## Start
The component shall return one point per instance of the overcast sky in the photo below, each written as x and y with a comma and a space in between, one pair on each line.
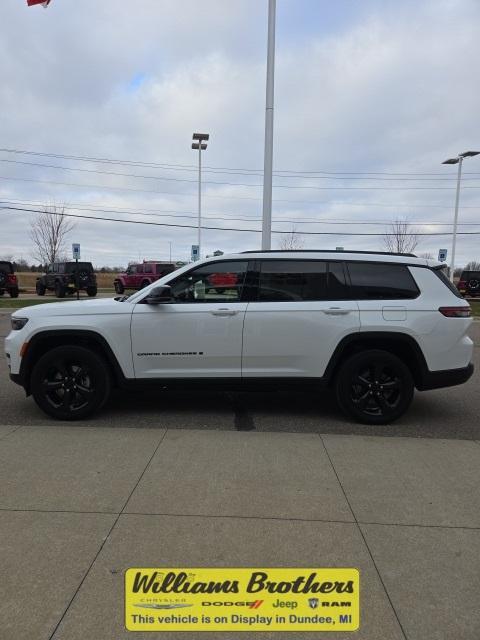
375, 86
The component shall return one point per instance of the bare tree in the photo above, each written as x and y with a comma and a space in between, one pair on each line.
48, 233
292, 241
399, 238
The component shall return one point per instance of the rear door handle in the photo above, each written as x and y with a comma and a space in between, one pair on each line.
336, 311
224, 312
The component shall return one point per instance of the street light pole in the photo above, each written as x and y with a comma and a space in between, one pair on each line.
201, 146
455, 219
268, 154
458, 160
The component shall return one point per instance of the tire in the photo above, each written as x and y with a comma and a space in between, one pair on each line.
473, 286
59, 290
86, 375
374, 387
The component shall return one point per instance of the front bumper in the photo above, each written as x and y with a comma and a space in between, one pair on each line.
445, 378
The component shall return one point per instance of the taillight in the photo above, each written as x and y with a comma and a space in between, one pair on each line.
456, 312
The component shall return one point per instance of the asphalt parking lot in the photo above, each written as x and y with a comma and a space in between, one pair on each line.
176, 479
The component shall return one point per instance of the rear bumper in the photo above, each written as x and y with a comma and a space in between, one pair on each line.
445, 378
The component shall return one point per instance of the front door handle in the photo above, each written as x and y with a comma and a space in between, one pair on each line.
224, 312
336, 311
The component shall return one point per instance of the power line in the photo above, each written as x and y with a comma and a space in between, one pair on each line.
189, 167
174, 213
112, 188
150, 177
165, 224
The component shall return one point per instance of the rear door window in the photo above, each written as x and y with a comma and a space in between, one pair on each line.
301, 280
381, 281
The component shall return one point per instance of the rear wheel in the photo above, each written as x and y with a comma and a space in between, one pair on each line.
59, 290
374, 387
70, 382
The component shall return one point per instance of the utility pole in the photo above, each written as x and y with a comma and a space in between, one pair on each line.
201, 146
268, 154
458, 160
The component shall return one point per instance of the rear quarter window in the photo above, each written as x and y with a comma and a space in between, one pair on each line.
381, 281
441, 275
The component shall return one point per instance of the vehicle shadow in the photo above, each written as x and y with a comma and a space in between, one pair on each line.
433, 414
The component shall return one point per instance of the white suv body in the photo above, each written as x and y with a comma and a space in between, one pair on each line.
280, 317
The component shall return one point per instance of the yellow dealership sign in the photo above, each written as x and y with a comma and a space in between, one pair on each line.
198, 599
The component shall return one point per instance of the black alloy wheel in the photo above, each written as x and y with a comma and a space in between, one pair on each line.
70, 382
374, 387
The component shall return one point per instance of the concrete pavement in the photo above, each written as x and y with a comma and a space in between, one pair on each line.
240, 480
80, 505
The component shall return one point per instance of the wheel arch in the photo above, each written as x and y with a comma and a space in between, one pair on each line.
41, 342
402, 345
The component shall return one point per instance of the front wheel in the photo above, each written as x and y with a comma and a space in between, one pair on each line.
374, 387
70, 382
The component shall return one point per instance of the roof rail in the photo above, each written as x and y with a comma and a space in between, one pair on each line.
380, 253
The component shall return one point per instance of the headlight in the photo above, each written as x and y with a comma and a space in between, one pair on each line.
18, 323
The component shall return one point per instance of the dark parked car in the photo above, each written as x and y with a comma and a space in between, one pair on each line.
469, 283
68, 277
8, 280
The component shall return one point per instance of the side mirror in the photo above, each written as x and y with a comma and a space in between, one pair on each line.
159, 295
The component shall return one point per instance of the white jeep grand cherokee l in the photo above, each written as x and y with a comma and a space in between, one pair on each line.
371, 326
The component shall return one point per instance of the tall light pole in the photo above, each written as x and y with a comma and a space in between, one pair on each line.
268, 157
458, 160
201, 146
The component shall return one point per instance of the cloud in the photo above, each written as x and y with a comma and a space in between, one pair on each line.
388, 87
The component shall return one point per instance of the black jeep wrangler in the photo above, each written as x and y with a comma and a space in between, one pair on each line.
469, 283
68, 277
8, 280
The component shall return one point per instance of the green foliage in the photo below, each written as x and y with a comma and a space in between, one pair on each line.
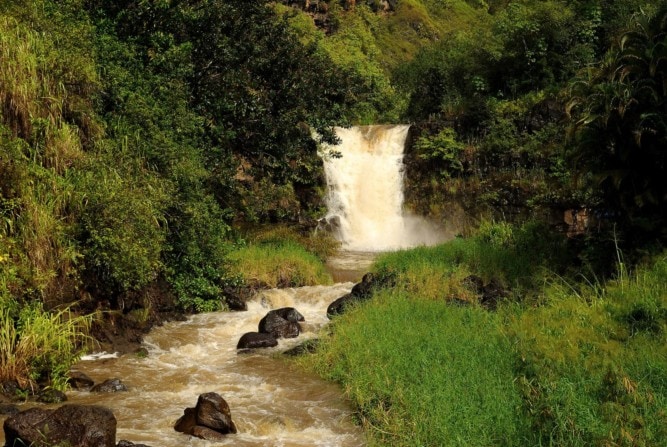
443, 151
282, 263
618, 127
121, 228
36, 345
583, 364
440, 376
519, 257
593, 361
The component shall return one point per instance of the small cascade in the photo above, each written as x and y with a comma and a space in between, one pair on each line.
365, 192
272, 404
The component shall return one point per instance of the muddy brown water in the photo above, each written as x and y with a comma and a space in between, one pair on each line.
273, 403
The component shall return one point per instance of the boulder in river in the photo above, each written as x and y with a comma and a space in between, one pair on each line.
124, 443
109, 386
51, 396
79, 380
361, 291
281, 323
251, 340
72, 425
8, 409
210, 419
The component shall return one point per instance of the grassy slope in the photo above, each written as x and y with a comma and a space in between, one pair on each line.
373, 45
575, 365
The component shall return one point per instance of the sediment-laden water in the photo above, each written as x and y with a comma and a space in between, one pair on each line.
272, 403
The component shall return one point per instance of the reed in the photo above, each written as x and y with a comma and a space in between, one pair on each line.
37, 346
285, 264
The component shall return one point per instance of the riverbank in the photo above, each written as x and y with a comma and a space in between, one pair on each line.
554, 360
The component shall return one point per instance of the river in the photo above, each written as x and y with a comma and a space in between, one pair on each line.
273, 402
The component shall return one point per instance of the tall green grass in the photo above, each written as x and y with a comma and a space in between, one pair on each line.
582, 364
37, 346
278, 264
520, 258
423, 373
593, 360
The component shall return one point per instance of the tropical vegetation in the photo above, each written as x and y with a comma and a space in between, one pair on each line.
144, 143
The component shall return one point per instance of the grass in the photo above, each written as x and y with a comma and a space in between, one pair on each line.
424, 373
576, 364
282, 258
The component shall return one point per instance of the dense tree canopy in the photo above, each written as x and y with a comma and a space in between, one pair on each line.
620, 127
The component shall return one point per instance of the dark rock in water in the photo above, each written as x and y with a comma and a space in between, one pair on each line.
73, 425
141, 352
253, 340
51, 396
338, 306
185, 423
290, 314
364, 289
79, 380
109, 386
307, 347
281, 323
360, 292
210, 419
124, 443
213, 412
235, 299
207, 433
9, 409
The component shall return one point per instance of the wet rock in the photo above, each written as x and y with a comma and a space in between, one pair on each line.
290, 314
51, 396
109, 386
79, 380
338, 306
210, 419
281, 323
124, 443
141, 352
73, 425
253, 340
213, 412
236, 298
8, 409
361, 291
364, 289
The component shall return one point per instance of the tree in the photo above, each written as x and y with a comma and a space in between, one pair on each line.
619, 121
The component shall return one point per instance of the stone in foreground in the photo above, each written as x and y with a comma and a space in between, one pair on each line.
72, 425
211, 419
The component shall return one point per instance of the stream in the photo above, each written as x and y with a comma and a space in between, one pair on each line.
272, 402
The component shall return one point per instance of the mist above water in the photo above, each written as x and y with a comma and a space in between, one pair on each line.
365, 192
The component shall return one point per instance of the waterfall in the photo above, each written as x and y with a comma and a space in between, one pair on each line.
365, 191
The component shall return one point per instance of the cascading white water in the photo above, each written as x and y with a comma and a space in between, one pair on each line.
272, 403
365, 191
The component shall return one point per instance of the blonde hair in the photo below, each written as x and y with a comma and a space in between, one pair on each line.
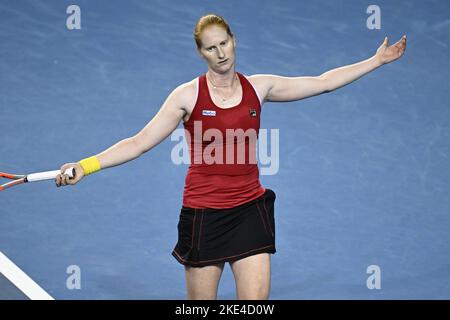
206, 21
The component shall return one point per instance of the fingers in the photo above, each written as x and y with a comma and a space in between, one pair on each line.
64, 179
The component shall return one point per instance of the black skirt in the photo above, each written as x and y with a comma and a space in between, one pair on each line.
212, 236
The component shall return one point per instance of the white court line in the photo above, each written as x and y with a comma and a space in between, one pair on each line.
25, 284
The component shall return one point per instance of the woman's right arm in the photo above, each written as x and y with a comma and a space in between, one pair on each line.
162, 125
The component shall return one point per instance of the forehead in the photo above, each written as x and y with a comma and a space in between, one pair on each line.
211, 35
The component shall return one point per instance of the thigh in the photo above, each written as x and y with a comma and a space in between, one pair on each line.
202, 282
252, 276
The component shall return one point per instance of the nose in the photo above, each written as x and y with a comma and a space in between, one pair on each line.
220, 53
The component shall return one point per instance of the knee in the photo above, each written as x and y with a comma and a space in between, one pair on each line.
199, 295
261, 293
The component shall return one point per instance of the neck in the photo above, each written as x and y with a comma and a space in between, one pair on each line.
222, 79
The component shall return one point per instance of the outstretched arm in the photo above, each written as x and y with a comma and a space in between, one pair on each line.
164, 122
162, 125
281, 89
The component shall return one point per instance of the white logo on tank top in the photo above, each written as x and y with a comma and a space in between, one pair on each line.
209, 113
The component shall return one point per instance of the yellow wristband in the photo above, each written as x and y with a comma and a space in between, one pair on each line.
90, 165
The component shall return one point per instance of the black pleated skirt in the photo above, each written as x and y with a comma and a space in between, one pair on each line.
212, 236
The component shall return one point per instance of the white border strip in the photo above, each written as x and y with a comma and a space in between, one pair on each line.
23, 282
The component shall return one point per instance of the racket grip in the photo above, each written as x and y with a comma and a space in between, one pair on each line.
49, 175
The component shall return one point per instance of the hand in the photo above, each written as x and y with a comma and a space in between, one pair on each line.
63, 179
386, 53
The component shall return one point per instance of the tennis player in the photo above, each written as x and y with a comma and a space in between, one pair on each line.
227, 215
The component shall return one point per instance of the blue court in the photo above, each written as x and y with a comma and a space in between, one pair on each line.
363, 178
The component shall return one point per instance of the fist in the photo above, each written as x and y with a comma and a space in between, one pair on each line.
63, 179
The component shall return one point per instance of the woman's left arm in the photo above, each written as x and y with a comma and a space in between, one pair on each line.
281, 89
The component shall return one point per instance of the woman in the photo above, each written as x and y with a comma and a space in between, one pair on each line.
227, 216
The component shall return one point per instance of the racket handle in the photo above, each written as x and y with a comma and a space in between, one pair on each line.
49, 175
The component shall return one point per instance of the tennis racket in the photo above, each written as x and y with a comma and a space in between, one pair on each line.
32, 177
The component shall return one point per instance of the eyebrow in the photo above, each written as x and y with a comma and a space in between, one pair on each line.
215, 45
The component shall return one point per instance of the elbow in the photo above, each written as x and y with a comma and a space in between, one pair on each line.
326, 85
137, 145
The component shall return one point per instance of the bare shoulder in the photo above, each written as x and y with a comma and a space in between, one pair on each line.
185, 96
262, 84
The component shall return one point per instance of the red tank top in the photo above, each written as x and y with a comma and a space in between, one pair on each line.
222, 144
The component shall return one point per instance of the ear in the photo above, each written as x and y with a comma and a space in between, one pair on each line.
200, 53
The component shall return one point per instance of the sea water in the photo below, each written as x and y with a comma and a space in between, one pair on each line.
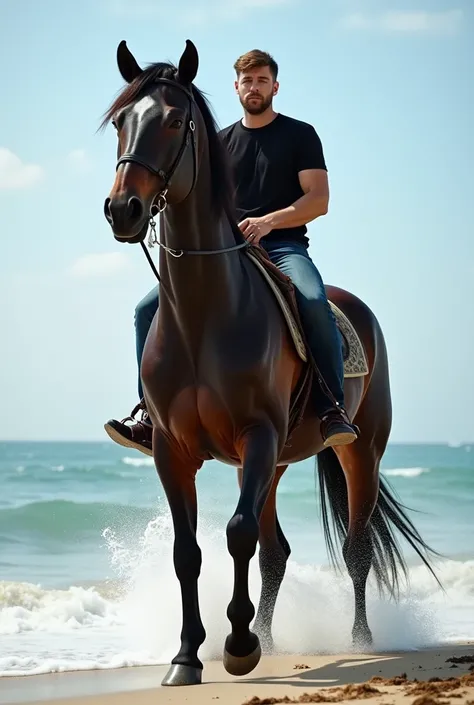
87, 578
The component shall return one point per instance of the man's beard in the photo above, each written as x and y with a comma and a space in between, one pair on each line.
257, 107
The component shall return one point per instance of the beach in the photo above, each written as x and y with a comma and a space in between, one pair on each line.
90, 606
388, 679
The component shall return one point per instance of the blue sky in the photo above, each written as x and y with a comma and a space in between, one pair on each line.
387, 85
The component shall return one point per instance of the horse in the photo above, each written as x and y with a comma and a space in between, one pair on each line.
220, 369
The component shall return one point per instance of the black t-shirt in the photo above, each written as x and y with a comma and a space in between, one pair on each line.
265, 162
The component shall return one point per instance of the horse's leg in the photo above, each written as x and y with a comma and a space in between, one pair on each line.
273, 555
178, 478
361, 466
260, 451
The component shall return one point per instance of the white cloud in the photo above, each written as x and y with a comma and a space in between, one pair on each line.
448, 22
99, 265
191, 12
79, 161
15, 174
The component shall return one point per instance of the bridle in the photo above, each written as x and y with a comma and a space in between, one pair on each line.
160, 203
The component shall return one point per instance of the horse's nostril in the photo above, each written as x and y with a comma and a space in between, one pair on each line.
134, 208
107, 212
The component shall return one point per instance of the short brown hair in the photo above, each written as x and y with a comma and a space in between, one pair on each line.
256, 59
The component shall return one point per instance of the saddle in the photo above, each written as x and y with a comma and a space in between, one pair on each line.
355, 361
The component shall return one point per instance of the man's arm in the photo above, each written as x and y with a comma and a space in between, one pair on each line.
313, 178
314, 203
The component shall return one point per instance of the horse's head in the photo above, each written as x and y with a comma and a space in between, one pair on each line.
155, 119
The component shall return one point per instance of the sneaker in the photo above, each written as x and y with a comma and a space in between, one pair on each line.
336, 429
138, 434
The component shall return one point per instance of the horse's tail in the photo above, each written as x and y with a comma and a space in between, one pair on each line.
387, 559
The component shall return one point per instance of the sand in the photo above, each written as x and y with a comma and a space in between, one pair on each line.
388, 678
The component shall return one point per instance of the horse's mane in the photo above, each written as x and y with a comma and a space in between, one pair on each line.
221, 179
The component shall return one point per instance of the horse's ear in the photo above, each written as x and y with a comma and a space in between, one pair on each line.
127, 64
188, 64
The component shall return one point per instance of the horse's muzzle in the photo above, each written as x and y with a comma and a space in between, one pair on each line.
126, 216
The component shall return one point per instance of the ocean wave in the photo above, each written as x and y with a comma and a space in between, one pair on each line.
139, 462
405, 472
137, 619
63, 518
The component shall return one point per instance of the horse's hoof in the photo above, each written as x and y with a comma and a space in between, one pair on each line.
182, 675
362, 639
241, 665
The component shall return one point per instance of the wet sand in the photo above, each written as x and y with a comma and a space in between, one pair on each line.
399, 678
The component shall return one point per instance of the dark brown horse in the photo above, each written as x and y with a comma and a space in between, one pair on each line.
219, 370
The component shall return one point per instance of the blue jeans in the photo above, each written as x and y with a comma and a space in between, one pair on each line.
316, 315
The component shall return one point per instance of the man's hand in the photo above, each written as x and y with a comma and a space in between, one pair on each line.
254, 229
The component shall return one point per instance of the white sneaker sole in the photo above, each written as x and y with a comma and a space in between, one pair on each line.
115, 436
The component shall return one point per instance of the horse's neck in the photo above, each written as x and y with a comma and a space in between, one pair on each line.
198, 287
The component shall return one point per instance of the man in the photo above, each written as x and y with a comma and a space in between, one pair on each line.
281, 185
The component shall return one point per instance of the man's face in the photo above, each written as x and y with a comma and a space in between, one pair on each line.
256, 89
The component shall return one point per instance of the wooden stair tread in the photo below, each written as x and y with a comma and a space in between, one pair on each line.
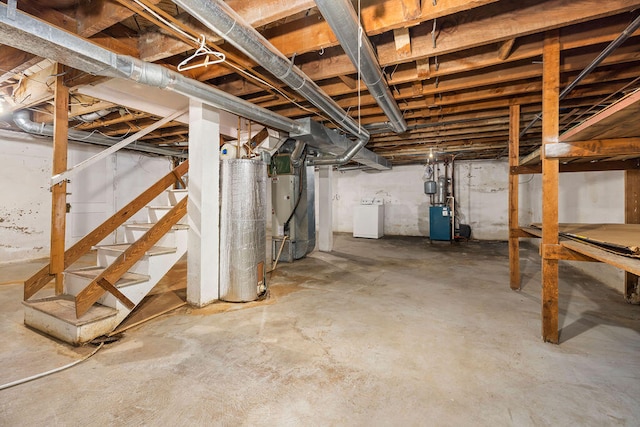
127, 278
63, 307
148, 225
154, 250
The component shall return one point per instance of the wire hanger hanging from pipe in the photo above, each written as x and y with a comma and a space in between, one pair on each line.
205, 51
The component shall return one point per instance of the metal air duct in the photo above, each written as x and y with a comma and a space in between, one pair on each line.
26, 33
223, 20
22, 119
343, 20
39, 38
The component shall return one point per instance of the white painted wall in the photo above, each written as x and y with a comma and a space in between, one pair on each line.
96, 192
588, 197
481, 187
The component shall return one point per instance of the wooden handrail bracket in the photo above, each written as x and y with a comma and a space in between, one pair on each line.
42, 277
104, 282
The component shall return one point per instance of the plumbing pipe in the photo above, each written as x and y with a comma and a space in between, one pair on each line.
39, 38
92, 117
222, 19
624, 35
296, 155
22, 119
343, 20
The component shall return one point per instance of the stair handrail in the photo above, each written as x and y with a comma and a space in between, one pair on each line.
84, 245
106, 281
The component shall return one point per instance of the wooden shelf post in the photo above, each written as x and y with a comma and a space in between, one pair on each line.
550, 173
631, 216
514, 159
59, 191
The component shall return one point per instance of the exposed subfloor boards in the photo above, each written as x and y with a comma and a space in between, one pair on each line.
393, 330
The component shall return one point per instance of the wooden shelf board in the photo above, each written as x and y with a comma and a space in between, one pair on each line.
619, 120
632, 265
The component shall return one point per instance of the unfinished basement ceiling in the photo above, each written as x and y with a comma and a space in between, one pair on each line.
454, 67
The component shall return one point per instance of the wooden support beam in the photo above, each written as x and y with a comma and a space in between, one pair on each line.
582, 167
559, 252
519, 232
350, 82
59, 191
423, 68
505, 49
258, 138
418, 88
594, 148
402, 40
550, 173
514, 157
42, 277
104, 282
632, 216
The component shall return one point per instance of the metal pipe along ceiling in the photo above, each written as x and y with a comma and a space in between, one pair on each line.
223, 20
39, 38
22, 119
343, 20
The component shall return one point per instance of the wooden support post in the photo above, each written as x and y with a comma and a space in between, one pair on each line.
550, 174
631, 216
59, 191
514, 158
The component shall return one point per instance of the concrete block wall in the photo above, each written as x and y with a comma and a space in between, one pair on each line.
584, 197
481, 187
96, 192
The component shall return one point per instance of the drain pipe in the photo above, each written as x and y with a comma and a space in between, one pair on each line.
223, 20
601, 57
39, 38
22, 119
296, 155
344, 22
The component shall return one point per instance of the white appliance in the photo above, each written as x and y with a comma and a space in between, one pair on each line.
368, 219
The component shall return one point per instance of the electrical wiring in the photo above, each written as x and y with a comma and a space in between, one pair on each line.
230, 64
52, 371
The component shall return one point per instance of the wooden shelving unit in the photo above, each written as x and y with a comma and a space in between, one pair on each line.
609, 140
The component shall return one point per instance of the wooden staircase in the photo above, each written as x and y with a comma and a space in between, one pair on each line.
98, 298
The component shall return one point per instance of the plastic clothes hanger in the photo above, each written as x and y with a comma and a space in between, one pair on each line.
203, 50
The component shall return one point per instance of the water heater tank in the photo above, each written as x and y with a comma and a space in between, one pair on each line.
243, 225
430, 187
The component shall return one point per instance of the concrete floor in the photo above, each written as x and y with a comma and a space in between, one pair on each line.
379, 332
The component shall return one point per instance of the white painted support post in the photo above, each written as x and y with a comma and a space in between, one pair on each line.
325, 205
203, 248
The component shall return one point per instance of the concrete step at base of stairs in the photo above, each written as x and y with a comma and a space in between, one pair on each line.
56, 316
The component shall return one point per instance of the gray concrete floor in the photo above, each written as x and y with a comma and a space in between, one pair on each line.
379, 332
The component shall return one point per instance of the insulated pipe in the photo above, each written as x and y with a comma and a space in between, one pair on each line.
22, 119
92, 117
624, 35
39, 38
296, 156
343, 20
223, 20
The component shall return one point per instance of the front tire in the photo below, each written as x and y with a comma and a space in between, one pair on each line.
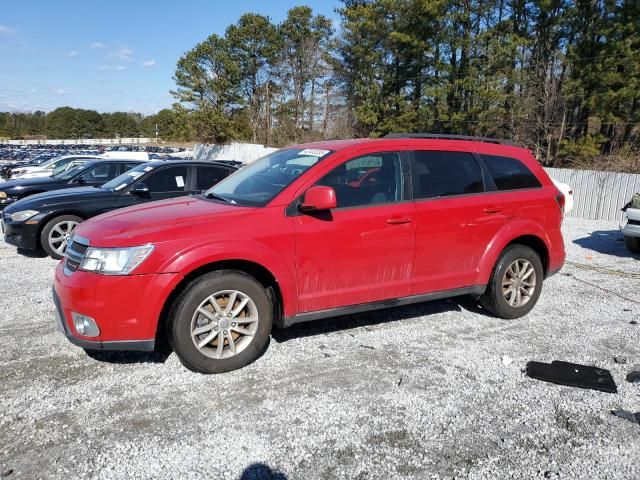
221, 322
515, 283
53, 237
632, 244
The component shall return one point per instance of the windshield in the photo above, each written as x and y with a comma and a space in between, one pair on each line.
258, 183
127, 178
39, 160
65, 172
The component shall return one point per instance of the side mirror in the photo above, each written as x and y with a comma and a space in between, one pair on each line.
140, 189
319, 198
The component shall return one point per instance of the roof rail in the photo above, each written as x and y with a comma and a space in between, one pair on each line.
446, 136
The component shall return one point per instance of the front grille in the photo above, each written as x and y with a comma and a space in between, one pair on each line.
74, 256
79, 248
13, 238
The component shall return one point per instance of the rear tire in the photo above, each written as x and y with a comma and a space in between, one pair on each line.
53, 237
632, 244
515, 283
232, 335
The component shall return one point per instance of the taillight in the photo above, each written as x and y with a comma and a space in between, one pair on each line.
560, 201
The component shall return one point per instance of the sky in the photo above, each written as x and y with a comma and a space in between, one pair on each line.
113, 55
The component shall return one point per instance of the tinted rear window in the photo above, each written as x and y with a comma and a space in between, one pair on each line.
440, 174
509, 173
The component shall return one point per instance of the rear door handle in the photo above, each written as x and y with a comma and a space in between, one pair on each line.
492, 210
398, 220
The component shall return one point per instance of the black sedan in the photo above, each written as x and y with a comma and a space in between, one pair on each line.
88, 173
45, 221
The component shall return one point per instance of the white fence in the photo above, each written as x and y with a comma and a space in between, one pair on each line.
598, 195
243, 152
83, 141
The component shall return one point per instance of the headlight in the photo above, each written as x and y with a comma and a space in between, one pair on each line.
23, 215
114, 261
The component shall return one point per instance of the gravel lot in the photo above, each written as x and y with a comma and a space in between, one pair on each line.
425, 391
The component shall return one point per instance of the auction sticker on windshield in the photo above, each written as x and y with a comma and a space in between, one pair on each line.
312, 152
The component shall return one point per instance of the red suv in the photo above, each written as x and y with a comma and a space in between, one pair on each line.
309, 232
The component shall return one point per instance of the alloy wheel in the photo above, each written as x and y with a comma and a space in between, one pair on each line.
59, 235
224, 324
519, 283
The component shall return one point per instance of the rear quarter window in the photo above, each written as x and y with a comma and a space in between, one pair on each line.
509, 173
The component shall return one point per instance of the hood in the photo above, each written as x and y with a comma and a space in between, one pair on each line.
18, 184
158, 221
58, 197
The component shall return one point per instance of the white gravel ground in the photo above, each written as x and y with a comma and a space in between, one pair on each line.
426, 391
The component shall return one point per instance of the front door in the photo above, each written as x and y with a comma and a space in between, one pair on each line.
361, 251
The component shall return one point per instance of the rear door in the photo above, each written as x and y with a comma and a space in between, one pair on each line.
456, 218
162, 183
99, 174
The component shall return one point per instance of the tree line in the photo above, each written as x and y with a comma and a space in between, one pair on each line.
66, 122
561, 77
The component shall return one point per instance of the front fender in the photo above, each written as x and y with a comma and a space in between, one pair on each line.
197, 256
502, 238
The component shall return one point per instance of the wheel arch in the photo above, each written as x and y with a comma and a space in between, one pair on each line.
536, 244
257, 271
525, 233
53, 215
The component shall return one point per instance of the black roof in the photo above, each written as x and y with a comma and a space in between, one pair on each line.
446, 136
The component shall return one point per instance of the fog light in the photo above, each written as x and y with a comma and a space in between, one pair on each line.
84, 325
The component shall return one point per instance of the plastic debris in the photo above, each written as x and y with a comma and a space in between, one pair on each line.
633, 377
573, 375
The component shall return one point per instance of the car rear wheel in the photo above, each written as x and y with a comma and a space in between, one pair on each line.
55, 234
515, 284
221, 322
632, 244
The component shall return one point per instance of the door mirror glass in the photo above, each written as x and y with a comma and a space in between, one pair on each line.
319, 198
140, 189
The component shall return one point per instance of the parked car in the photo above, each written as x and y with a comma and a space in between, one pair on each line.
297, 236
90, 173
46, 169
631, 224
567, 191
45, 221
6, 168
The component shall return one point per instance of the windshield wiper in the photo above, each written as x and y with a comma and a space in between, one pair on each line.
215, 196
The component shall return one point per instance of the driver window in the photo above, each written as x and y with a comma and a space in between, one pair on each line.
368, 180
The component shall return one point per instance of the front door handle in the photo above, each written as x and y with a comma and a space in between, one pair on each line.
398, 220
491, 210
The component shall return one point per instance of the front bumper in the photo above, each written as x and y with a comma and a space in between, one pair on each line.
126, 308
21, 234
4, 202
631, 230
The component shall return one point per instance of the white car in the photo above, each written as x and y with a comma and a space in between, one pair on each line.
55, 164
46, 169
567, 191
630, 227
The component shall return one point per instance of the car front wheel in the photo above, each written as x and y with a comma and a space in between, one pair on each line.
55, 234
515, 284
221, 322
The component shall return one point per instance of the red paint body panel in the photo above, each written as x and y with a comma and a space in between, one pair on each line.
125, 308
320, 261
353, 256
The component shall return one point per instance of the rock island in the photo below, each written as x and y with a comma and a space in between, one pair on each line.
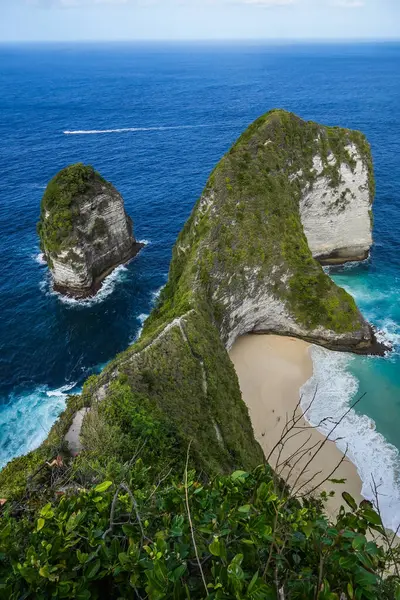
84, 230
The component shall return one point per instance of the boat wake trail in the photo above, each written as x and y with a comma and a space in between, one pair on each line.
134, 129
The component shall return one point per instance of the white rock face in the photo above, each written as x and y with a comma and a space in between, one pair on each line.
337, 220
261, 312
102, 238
## End
Task statement: Omit the pictures and please write out exactly the lines between the one containing "the white car" and the last line of the entries, both included.

Exercise answer:
The component shall return one point per instance of the white car in the photo above, each written as x and y with a comma and a space in between, one pair on each line.
55, 164
46, 169
567, 191
630, 227
The component shall return one point per instance of the car front wheel in the photo above, each written as x and y with a comma and a space in between, one pair on each line.
55, 234
515, 284
221, 322
The component shall return one point per instance of the red paint body panel in the photo above, each written as x and y with a comma and a space in between, one pair on each line.
125, 308
320, 261
353, 256
The component shall return one point per instance of the rock island in the photo below, each written as x and y with a comma and a space in between, one pair on each line.
84, 230
The component shall return one point per instance of the boat wake trail in the photo above, each written as x and y with a comma and a space in between, one pair on each line.
134, 129
The component shall return one point per instance of the white rock face in the photo above, each written as x and y with a comma and a space in between, one pair on each line.
337, 220
261, 312
102, 238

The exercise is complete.